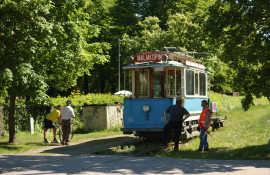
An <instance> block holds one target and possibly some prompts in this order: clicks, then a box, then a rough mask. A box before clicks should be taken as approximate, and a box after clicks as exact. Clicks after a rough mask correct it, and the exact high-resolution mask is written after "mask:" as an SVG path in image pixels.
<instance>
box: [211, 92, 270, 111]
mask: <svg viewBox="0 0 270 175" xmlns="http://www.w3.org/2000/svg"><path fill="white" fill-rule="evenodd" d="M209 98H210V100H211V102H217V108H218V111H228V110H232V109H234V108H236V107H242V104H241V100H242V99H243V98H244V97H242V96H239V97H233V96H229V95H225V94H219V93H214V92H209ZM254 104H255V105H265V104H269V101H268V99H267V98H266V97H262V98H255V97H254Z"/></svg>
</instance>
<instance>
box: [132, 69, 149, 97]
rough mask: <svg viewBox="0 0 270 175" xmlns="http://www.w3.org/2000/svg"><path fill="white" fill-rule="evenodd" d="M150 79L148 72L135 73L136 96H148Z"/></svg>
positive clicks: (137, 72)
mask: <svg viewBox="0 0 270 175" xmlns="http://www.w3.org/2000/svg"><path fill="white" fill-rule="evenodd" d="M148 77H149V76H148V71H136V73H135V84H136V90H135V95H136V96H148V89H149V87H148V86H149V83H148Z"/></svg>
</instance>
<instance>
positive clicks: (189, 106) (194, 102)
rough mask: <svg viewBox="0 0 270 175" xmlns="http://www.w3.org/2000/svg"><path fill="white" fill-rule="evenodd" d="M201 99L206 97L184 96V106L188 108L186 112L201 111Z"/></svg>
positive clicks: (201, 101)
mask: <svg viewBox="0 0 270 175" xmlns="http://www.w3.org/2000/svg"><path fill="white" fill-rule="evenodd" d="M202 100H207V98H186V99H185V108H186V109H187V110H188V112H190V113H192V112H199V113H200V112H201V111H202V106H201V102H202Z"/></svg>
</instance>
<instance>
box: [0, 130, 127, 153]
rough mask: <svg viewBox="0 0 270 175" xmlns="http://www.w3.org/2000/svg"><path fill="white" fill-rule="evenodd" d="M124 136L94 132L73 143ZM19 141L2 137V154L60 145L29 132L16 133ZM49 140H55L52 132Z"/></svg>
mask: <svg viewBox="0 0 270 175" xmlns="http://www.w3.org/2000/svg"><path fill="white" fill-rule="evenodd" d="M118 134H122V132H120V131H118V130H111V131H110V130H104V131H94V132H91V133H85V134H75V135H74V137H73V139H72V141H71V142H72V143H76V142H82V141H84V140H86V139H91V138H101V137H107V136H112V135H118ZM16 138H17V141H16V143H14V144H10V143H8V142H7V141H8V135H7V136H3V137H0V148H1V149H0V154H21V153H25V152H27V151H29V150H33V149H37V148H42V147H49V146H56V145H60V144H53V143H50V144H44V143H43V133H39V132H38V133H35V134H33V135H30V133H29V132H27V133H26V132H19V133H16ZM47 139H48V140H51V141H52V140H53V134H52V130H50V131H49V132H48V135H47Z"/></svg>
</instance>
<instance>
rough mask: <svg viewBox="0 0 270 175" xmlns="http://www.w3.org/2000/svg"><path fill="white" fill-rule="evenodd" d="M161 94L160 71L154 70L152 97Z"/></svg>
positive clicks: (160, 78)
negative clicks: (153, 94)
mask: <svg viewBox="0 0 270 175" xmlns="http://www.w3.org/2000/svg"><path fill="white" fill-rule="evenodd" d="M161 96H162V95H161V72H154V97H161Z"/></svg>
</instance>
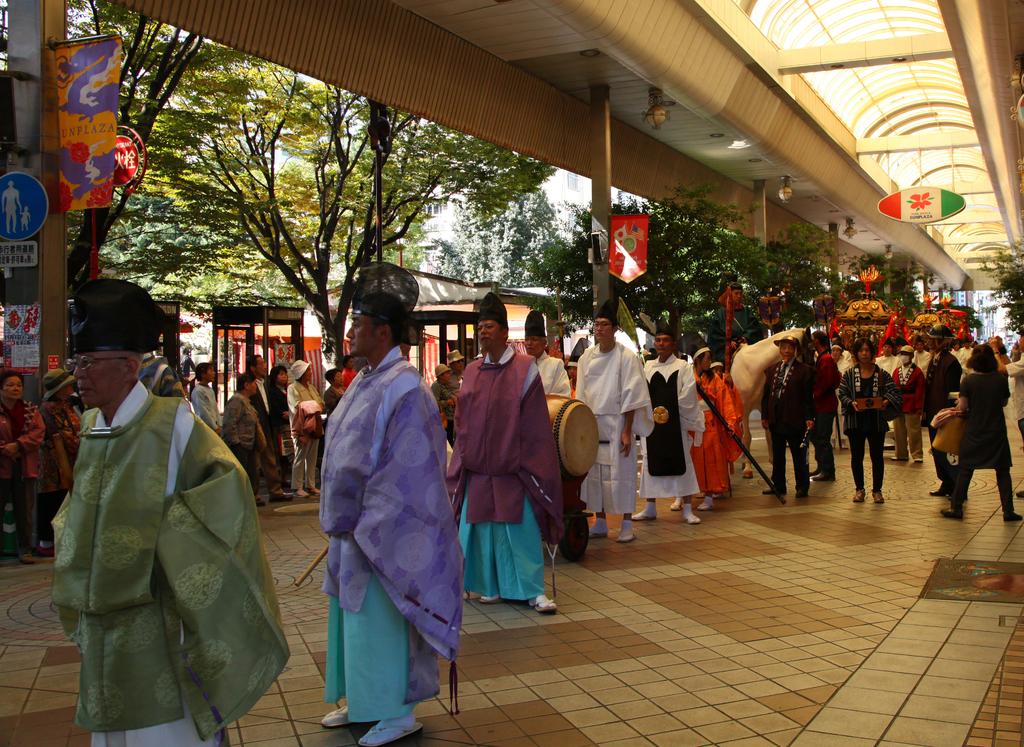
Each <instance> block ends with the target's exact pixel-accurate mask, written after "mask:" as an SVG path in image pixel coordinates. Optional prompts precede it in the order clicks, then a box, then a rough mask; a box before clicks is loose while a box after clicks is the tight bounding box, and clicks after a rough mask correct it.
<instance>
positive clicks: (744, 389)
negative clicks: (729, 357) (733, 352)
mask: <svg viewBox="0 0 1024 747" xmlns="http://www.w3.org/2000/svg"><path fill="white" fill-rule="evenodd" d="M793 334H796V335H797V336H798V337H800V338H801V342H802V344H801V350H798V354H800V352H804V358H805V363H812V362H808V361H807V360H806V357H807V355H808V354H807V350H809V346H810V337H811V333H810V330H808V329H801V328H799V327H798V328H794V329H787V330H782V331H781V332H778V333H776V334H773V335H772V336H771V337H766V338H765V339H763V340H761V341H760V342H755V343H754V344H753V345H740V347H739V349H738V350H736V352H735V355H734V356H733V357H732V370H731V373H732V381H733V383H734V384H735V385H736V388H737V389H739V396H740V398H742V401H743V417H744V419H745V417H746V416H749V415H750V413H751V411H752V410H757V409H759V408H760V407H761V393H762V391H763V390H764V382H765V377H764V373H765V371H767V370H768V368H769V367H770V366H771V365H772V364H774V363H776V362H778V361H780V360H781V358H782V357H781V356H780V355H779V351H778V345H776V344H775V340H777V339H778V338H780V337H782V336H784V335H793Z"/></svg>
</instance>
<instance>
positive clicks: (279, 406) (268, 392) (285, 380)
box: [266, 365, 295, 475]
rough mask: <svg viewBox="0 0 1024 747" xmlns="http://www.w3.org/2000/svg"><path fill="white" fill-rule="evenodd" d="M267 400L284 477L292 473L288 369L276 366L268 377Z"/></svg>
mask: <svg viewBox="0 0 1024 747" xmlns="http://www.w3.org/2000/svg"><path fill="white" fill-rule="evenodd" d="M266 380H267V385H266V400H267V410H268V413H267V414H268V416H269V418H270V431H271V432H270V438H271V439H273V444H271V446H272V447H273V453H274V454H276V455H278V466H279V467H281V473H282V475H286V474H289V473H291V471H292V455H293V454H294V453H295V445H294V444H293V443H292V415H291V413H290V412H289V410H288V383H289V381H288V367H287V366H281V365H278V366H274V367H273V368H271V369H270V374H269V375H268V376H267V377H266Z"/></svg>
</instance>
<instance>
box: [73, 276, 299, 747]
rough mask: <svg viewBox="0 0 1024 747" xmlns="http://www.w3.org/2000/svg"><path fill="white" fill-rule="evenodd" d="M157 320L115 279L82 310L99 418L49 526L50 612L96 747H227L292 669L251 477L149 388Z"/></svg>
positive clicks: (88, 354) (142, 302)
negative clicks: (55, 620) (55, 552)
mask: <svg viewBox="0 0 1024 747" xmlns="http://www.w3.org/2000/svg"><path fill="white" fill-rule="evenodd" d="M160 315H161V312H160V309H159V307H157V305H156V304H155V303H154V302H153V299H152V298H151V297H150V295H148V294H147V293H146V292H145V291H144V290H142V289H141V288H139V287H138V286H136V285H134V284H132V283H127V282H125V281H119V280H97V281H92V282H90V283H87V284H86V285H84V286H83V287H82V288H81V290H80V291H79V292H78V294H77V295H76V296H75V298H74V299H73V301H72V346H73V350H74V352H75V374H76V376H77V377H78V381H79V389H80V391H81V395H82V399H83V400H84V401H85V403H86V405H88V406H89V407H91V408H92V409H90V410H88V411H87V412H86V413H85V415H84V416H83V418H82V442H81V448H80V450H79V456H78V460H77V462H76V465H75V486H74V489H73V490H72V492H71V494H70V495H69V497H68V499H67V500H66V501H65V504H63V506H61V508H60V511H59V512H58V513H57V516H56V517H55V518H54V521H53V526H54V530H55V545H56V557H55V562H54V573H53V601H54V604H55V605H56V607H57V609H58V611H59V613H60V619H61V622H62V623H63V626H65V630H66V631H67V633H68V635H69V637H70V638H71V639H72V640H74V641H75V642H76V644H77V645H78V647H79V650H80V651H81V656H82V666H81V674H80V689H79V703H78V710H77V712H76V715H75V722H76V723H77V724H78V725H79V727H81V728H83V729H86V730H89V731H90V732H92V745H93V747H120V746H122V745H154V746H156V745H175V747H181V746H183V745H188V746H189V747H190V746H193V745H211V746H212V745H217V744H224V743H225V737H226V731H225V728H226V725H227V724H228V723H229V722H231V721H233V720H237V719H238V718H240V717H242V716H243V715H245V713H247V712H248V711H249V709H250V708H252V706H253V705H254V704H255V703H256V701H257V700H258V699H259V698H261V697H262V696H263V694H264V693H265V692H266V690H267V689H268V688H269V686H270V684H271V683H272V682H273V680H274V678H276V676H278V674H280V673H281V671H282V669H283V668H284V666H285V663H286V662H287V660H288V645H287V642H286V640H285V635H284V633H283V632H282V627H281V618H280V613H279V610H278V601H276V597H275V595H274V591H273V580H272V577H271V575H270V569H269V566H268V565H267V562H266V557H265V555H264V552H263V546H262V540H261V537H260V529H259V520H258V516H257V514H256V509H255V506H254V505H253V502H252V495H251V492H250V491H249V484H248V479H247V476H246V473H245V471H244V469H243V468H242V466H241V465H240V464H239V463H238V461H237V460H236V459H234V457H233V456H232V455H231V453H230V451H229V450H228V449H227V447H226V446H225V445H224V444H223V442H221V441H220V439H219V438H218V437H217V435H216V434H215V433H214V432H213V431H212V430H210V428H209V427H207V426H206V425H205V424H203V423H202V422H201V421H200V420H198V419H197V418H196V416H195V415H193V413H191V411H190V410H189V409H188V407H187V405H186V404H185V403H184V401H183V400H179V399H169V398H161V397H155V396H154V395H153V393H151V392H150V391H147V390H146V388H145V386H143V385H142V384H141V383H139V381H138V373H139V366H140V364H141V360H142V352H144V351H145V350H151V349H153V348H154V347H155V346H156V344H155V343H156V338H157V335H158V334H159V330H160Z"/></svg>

===============

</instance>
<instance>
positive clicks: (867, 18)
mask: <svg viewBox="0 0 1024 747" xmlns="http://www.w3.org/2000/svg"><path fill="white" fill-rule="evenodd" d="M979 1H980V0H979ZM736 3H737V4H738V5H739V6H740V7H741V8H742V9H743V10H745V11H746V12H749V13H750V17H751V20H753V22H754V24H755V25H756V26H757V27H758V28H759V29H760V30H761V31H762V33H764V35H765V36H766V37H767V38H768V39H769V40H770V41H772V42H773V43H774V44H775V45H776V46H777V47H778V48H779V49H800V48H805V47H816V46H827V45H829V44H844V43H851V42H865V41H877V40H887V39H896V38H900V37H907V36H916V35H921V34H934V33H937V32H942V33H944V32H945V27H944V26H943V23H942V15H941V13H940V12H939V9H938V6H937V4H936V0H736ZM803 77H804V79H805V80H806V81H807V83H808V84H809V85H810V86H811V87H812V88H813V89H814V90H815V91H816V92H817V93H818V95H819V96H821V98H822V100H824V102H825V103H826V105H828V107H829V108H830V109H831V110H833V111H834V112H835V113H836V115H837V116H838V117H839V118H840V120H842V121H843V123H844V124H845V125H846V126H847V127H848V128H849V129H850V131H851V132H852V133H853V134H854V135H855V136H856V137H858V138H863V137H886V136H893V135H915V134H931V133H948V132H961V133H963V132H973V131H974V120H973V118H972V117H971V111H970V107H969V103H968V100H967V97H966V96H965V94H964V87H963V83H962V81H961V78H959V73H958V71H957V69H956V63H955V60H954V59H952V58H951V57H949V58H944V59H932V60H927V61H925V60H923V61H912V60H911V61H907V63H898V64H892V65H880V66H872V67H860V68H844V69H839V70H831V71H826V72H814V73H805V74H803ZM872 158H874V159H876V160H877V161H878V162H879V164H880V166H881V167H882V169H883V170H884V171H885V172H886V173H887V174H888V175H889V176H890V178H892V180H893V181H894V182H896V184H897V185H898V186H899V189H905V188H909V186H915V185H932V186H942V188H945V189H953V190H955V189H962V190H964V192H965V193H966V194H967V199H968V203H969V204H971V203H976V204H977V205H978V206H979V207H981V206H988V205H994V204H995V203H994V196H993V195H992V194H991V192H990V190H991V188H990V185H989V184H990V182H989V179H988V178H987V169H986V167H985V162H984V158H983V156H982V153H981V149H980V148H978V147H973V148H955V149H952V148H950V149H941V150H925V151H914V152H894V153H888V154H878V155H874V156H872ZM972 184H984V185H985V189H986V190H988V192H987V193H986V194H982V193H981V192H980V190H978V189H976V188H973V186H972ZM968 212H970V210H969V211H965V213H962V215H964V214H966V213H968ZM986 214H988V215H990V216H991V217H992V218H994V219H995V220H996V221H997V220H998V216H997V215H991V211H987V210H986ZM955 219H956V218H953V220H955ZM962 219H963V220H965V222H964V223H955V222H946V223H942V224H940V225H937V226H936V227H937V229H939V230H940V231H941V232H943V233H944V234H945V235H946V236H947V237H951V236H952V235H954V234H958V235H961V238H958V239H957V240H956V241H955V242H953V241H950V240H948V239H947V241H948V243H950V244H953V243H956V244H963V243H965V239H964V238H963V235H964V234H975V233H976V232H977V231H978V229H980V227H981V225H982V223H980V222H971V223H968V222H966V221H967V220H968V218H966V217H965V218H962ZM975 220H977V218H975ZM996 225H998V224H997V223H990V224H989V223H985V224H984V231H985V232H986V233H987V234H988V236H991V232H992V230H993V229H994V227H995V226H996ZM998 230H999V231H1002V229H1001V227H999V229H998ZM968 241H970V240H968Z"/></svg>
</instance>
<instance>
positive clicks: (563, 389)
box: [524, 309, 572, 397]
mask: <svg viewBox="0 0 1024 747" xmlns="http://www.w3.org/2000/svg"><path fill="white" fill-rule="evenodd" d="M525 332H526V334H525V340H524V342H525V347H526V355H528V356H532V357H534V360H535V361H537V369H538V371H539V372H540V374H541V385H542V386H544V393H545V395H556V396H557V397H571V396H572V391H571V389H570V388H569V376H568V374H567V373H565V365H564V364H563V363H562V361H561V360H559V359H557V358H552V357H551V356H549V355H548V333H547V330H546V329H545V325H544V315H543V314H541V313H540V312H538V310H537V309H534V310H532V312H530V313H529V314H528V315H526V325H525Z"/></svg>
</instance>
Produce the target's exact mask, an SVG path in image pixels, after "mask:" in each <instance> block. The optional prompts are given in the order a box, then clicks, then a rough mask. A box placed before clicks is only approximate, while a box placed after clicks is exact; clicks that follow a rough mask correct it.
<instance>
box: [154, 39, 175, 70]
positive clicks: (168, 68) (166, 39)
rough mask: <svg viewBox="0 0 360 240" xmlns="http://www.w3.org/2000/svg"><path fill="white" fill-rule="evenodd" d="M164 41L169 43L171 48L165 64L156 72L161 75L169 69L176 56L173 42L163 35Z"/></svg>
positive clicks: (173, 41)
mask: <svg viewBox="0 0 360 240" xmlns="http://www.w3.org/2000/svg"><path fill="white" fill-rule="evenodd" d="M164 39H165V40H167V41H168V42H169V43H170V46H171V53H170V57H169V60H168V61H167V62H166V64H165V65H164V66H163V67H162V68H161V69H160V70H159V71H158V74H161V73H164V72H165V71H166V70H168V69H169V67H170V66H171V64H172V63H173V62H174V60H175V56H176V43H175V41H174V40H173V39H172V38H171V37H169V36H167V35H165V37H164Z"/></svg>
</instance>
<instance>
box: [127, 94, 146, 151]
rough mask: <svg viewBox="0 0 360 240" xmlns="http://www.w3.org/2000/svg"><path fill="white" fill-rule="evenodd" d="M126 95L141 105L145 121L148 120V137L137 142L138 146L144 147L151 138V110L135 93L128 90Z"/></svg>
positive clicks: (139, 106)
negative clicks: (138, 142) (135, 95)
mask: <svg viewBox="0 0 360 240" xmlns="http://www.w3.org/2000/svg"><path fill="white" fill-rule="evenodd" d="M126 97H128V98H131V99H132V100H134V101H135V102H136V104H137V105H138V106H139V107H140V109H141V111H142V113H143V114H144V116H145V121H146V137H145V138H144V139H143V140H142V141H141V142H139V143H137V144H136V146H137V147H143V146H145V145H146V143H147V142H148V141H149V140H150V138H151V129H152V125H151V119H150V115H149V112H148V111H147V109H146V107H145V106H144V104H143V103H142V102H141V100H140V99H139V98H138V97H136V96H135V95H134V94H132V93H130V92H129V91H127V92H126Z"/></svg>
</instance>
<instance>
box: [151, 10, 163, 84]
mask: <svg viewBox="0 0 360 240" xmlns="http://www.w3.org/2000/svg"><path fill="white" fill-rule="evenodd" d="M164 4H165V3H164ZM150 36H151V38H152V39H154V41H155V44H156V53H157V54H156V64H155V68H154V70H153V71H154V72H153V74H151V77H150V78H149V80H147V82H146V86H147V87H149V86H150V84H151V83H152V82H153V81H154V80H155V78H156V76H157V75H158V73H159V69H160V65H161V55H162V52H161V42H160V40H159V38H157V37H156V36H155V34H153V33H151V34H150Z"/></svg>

===============

# [Assignment]
What are the lines above, starting at the one with "positive clicks: (173, 41)" and ending at the one with "box: [127, 94, 146, 151]"? Give them again exactly, and only them.

# [Response below]
positive clicks: (173, 41)
mask: <svg viewBox="0 0 360 240" xmlns="http://www.w3.org/2000/svg"><path fill="white" fill-rule="evenodd" d="M164 39H165V40H167V41H168V42H169V43H170V46H171V53H170V57H169V60H168V61H167V62H166V64H165V65H164V66H163V67H162V68H161V69H160V70H159V71H158V74H161V73H164V72H165V71H166V70H168V69H169V67H170V66H171V64H172V63H173V62H174V60H175V56H176V43H175V41H174V40H173V39H172V38H171V37H169V36H167V35H165V37H164Z"/></svg>
</instance>
<instance>
box: [127, 94, 146, 151]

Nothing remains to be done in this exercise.